What needs to be done: Give back, word for word, the line that contains "If you could tag the amber" and every line that follows it in the data below.
==========
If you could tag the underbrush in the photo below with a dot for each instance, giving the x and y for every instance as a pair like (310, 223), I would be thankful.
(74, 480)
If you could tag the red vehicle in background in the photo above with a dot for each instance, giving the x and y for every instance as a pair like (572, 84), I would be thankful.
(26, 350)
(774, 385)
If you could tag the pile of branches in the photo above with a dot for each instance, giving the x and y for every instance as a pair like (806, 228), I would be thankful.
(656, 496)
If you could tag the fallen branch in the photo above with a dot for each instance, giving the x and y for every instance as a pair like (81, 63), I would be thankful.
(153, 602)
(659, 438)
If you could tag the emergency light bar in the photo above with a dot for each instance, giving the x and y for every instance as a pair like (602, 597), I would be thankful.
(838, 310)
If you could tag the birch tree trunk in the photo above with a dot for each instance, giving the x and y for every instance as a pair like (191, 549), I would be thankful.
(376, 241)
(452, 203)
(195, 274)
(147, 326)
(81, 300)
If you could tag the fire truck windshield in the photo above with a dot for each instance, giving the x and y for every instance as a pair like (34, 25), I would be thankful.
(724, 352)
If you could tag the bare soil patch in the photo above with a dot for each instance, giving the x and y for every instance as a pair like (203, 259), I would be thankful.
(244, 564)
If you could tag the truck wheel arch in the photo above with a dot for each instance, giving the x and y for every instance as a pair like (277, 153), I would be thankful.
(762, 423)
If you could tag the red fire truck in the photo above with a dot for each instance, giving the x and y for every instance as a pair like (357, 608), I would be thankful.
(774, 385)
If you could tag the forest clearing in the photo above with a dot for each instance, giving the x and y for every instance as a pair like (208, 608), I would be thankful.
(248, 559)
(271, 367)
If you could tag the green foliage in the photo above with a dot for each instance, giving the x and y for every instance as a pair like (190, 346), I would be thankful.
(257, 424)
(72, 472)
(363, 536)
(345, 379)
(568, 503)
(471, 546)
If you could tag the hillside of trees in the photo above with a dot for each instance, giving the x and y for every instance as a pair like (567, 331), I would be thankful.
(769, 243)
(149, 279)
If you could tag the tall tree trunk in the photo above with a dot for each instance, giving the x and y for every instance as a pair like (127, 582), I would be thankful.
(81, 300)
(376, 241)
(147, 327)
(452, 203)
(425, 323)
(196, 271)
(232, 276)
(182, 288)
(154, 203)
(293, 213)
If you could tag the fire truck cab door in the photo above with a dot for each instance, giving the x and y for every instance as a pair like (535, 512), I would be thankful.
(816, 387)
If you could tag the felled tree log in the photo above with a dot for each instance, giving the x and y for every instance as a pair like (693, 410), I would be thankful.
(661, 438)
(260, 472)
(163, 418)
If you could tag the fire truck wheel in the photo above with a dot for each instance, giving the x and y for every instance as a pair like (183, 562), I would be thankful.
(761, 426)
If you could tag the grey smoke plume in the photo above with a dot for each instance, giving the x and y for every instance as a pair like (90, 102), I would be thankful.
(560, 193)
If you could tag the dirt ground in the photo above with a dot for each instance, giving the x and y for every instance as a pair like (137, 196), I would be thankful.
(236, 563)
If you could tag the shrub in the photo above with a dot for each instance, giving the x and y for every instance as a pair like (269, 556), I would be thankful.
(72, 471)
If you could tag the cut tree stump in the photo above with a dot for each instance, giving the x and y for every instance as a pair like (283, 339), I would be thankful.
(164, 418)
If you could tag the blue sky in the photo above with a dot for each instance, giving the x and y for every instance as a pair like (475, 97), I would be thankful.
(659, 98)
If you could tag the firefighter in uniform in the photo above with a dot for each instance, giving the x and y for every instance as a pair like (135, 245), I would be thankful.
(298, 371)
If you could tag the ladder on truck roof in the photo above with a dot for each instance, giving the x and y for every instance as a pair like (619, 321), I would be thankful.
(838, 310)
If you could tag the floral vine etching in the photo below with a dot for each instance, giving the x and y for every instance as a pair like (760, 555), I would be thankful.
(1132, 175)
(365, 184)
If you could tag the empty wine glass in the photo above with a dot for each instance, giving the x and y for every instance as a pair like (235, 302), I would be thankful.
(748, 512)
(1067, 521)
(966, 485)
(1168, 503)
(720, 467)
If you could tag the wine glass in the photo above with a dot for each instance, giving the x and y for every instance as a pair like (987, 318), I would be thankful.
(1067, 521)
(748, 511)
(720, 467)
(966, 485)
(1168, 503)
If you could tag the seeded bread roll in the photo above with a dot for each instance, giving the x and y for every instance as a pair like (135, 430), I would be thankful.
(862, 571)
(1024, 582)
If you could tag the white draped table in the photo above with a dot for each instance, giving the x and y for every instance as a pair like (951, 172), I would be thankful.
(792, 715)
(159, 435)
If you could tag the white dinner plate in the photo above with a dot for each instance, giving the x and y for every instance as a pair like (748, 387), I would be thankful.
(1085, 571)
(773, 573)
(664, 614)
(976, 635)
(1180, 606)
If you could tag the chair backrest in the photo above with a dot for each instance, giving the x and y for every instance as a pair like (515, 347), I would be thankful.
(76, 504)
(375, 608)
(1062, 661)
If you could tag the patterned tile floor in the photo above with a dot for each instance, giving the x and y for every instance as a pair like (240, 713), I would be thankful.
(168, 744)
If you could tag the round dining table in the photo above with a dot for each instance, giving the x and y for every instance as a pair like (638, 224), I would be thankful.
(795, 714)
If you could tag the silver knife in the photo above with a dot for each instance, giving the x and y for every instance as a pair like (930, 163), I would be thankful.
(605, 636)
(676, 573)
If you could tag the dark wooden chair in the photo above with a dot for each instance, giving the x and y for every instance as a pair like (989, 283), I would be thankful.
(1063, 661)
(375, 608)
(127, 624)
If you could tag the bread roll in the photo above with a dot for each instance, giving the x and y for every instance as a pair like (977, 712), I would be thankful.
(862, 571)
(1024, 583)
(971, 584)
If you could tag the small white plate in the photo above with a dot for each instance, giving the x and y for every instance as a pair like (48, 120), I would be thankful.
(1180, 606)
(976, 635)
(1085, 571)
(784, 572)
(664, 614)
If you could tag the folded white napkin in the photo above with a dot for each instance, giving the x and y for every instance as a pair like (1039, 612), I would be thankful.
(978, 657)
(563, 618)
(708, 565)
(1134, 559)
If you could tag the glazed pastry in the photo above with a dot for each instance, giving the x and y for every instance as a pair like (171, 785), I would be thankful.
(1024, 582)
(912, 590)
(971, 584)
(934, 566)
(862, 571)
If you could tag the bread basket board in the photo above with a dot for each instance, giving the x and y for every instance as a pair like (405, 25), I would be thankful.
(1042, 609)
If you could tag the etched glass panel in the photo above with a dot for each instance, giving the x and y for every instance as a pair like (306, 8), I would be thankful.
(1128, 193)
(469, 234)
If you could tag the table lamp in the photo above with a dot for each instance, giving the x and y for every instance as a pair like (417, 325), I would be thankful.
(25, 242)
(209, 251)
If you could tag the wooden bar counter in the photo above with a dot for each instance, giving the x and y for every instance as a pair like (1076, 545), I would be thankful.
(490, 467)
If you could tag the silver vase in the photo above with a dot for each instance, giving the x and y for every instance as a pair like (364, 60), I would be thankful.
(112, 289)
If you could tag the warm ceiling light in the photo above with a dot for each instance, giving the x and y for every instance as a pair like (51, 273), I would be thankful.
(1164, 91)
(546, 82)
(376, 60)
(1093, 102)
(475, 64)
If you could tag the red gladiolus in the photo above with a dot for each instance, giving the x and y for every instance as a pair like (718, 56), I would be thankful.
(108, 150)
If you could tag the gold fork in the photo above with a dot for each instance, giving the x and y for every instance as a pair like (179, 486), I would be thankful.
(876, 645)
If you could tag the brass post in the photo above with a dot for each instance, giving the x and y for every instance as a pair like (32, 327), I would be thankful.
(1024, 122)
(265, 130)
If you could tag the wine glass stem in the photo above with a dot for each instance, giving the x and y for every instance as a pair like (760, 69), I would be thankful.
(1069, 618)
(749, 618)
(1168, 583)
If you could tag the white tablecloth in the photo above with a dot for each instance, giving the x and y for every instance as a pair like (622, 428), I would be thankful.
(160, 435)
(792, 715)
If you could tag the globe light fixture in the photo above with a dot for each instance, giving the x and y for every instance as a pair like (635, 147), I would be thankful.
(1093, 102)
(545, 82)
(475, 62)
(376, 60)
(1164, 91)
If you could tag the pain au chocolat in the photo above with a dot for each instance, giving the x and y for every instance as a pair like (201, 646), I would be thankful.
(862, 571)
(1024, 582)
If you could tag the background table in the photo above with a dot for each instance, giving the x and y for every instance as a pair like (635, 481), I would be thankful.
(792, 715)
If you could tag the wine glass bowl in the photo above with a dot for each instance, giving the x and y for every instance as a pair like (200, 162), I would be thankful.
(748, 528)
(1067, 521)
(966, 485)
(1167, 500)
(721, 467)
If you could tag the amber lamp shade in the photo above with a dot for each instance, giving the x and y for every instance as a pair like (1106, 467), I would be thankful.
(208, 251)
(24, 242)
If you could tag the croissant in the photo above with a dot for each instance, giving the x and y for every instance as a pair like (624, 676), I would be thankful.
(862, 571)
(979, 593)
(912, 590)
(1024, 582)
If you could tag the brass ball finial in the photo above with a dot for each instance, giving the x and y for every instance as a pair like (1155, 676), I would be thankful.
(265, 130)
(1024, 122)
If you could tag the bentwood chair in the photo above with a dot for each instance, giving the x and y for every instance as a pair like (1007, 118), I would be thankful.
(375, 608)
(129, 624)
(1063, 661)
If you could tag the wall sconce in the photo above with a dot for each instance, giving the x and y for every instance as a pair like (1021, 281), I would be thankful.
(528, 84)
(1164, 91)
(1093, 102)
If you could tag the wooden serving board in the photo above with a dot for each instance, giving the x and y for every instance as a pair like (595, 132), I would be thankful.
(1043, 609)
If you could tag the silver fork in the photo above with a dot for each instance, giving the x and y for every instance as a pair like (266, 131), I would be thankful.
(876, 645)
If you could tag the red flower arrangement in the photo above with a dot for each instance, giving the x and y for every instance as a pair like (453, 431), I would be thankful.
==========
The completed task:
If you could tag the amber lamp shade in the photo above with a dot for each instance, giving the x and y for every instance as a pair like (1106, 467), I would be thankful.
(208, 251)
(24, 242)
If you could tag the croissant in the photo above with a dot for each instance, giving the x and y for every instance as a pair like (624, 676), I would be thankful.
(862, 571)
(979, 593)
(912, 590)
(1024, 582)
If you could tag the brass ball finial in the photo above with a dot for each instance, giving the x and y for every instance as a pair like (1155, 676), I would be thankful.
(265, 130)
(1024, 122)
If you could tag the bentwood chair in the photo above with a dot for each instance, giving the x and y for every instance as a pair like (1007, 118), I would be thankful.
(375, 608)
(129, 624)
(1063, 661)
If you could tag the wall sconce in the photo above with a dot for each instance, giving the x and y for every instance as a pair like (1021, 281), I would be thankful.
(528, 84)
(1164, 91)
(1093, 102)
If you could tag the wooden serving board in the photo above with a dot for each instance, giving the x and y for every instance as a pair like (595, 132), I would be thankful.
(1043, 609)
If you could tag the silver fork in the photo above with a dot for each instance, giving the x and y for every instance as a pair like (266, 131), I would be thankful.
(876, 645)
If you could tag the red flower arrangement in the photo above with a dot for each instance, giving the x and y for every instance as a pair like (453, 431), I would be thankful.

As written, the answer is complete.